* DOCUMENT PASSAGE
◇ ◇ ◇ ◇

The core premise of the NHS is simple: free health care at the point of use. The execution is simple: everyone pays relatively little through taxes but receives access to treatment no matter what the cost. The benefit is incredible both socially and economically: no-one lives in fear of bankruptcy if they become ill or injured and we have a much healthier and able population than we would otherwise.
From the 1980s onward – under Thatcher, Major, Blair, Brown and Cameron – we have seen a steady and inexorable undermining of the NHS through marketisation and privatisation. With the post-war boom at an end and a new capitalist overproduction crisis looming, providing a decent and all-encompassing service for the benefit of all was no longer an adequate rationale for the existence of the NHS, and it was slowly and cruelly transformed into a shadow of its former self.
Whilst ‘efficiency’ and ‘effectiveness’ are indeed qualities we would expect our health service to strive for, the policies Labour and Tory governments have pushed through under the guise of achieving those noble objectives have in fact been producing the opposite effects – the NHS is less efficient and effective than ever before.
And this is not an accident, of course. The aim was always privatisation, but no politician who wanted to stay in power could have come straight out and said so. Hence all the weasel words about ‘improving services’, ‘reducing waiting lists’ (lists that were unknown before the privatisation-by-stealth policies were introduced), ‘cutting red tape’ and so on.
And hence all the baffling jargon that accompanies the regular reinvention of the NHS’s systems – PFI! Foundation Trusts! Primary Care Trusts! Clinical Commissioning Groups!. These reinventions are now coming so thick and fast that most of us are left feeling utterly baffled.
The jargon, the new systems, the slick presentation etc are all meant to blind us to what has really been going on – the gradual hollowing out of our public healthcare system and its replacement with a cash cow for the privateers.

◇ ◇ ◇ ◇

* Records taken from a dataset
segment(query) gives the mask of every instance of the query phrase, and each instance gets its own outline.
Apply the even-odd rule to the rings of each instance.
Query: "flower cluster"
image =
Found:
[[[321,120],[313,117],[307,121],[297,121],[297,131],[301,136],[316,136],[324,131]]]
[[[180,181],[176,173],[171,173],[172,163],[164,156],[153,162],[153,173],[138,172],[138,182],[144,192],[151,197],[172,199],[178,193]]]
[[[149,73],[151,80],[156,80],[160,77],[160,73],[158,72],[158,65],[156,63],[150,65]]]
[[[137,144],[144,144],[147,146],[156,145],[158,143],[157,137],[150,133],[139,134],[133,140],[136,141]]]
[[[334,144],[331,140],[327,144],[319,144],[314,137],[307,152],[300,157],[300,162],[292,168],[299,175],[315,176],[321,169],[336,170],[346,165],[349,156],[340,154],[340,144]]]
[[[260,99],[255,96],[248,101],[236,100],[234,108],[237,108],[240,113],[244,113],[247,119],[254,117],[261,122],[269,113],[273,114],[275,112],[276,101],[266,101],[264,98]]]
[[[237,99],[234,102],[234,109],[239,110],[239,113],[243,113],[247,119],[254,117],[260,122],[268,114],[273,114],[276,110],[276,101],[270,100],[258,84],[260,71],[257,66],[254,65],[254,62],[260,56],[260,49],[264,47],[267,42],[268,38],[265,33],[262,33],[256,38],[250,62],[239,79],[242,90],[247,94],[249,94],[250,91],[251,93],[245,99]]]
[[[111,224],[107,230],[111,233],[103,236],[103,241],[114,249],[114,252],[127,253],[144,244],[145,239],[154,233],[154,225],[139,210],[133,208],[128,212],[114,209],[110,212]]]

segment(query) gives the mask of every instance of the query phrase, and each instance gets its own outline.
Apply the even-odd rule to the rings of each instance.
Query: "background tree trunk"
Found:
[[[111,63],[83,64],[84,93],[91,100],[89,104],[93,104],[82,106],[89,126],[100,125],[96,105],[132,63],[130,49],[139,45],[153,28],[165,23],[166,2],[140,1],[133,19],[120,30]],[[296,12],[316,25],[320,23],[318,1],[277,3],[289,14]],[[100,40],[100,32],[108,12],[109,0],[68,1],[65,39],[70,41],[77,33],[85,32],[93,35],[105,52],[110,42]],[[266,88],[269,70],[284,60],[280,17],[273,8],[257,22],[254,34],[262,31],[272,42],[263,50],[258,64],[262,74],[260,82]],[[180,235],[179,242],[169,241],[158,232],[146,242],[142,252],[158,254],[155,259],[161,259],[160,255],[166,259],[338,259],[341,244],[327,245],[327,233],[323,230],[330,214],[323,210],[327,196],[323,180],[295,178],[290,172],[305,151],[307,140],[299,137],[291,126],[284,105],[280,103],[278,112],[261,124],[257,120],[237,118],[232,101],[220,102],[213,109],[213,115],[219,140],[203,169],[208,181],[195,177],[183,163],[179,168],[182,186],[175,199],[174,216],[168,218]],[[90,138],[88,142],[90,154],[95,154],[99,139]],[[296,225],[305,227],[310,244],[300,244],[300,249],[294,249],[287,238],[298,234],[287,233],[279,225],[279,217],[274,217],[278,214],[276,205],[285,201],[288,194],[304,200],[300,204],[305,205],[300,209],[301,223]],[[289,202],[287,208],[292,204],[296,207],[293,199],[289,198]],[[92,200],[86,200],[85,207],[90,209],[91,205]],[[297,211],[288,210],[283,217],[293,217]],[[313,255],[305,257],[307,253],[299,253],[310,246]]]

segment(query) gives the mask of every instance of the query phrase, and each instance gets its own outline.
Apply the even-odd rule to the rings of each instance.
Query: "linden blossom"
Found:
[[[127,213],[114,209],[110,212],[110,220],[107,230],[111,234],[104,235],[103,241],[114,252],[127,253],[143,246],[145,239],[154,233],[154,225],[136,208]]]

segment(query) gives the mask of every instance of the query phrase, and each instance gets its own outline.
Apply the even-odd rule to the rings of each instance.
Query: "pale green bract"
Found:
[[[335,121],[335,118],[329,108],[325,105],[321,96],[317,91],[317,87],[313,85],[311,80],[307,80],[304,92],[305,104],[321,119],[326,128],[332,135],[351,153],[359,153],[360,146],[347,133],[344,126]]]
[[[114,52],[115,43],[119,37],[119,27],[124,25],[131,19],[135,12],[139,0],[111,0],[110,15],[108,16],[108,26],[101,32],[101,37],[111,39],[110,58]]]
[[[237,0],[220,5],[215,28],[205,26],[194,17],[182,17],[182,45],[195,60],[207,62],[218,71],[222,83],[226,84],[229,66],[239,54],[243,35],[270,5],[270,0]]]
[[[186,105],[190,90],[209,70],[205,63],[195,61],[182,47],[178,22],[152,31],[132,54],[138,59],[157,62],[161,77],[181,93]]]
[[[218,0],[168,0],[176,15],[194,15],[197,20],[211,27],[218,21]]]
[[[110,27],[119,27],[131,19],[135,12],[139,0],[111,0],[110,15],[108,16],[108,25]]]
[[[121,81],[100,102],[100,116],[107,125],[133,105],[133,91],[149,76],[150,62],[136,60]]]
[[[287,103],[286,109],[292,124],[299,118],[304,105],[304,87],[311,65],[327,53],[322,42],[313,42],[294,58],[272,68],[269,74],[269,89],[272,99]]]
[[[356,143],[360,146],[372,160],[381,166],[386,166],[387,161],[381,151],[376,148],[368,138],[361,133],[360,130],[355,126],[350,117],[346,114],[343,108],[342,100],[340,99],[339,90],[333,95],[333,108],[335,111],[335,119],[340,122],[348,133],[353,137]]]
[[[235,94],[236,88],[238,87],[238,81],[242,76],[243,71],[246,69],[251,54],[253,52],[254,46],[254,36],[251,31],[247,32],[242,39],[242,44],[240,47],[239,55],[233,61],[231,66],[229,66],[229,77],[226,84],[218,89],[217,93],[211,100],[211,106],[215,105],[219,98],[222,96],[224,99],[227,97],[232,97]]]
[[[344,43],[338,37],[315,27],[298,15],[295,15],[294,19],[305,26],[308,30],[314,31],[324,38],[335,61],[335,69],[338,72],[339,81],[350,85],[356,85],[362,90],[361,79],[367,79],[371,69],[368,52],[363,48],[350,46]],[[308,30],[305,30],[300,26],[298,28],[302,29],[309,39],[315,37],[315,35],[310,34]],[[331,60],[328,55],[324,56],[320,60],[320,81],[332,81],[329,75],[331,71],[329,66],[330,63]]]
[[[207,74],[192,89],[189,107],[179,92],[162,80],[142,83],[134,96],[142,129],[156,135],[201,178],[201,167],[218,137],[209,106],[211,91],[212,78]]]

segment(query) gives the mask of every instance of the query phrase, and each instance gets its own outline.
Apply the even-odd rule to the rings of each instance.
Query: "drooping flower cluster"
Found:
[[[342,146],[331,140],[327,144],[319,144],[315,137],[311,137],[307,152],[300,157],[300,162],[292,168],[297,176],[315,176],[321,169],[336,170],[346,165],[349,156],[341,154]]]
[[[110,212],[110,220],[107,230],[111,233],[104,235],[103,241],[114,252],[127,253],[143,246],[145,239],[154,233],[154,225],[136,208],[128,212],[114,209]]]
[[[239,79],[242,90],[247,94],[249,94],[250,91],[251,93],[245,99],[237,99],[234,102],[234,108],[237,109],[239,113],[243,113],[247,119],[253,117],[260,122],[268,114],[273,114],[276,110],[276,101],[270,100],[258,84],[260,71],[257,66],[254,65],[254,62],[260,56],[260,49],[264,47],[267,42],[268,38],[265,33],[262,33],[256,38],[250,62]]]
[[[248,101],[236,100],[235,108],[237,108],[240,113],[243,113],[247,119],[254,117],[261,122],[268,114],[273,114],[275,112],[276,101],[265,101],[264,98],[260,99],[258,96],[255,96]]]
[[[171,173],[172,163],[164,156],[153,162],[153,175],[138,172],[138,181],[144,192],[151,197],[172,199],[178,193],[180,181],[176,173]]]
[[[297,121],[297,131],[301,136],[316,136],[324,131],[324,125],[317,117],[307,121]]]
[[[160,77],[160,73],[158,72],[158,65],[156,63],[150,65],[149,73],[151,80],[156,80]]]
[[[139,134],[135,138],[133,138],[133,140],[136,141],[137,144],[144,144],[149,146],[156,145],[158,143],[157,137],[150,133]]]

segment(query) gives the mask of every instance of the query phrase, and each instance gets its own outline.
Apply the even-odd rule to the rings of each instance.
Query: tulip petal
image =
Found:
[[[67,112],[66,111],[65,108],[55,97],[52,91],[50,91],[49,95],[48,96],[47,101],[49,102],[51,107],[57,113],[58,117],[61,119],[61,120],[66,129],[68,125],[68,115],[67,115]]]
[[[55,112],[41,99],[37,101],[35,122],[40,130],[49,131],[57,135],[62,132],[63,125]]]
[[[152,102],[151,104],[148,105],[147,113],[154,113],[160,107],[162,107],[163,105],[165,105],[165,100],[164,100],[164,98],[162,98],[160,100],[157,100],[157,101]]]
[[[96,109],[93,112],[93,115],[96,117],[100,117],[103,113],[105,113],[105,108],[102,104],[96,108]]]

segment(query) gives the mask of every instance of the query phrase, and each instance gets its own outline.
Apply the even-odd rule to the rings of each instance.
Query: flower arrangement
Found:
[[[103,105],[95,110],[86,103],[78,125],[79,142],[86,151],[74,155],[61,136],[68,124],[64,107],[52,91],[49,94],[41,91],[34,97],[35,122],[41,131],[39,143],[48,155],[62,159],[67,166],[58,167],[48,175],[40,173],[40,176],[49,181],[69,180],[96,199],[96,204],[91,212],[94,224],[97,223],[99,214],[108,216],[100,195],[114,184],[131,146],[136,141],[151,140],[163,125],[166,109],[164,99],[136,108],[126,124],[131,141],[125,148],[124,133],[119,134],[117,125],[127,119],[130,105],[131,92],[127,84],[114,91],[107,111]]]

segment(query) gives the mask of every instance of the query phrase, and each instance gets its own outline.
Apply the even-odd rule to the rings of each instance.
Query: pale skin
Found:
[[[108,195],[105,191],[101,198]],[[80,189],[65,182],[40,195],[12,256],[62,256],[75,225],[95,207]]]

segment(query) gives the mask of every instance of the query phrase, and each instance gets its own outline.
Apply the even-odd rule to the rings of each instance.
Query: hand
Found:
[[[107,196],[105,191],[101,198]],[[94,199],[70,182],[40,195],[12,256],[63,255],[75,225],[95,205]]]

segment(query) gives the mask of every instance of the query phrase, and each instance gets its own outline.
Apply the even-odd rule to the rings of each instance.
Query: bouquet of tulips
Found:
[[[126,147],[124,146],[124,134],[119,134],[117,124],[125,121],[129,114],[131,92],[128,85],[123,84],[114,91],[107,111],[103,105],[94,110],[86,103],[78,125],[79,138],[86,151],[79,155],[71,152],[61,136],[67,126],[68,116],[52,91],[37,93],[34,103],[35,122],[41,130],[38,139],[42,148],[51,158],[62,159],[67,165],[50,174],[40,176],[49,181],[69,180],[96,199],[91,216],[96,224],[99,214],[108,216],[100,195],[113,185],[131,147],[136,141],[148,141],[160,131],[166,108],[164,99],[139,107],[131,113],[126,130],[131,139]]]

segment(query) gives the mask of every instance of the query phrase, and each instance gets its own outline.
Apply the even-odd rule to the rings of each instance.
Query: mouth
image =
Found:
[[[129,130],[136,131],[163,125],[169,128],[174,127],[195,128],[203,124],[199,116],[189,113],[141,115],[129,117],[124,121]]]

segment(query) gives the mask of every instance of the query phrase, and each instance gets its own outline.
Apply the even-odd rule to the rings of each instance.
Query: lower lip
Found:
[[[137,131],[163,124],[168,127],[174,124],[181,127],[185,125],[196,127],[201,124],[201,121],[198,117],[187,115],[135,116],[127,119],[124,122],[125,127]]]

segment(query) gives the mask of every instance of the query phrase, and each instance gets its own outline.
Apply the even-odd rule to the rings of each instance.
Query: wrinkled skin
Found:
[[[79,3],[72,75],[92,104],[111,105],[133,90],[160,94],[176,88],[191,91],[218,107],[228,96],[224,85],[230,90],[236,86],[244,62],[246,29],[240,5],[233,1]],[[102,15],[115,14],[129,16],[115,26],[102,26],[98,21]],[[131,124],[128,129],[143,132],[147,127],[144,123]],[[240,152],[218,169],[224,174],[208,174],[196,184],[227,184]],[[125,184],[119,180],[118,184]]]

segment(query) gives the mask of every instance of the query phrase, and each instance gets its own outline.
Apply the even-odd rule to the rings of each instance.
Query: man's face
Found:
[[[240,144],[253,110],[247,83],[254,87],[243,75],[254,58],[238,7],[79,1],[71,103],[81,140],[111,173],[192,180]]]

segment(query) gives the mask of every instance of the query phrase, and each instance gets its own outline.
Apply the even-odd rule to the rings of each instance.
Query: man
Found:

◇ ◇ ◇ ◇

* DIRECTIONS FOR THIS TASK
Extend the NHS text from the point where it stops, after the sentence ending "a cash cow for the privateers."

* TASK OUTPUT
One thing is perfectly clear to the ‘service users’ formerly known as patients, however: if you want an appointment with a doctor who is senior enough to know what s/he’s talking about and long enough to be able to take in what s/he is saying, it is increasingly likely that you are going to have to pay for it. And the same goes for getting hold of the most useful or recent treatments, if those treatments also happen to be expensive.
Take, for example, the recent report that even though certain life-saving treatments have been approved for use, at least 14,000 patients are not receiving them. Even though the treatments were supposed to be provided to any person that required them, the squeeze on budgets means that some areas simply don’t have enough money to afford them.
The government, by inflicting capitalist mismanagement on the NHS, is denying health care to the people who need it most – often simply because they live in the wrong area.
This is a direct attack on the working classes – the people who have no real choice in the matter of where they live or whether they can afford to pay for health care.
Running the NHS like a business totally negates its supposed premise. It’s not meant to be profitable; it’s meant to help people in need. But the institution has been declawed and defanged and is now being served up to wealthy private companies like a choice delicacy.
The creators of these policies will never suffer the consequences of their actions; the cost of health care will never be a concern for them. The people who suffer are the ones trying to care for sick friends or relatives, and the people who need care.
Defend the NHS from capitalist greed!